** BEGIN Source data **

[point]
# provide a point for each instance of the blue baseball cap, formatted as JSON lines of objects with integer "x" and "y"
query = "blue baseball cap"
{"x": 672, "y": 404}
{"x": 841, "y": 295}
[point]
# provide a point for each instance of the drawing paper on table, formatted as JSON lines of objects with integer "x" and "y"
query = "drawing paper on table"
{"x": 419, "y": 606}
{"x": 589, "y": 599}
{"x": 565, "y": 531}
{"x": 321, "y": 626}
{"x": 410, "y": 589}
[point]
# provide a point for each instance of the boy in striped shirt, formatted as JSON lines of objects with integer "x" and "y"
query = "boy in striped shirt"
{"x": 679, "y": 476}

** END Source data **

### Written request
Make a verbatim copy of every entry shown above.

### Task result
[point]
# provide a point for each instance of the blue baseball cap, formatted as JSON lines of objects with integer "x" and "y"
query = "blue baseball cap"
{"x": 672, "y": 404}
{"x": 841, "y": 295}
[point]
# provide a point for each instance of the drawing paper on table, formatted as JSON lines of objects with integer "x" and "y"
query = "drawing paper on table"
{"x": 419, "y": 606}
{"x": 589, "y": 599}
{"x": 565, "y": 531}
{"x": 321, "y": 626}
{"x": 410, "y": 589}
[point]
# provide a point for each instance of the boy in striped shirt, formatted as JSON lines of objects with integer "x" and "y"
query = "boy in striped shirt"
{"x": 679, "y": 476}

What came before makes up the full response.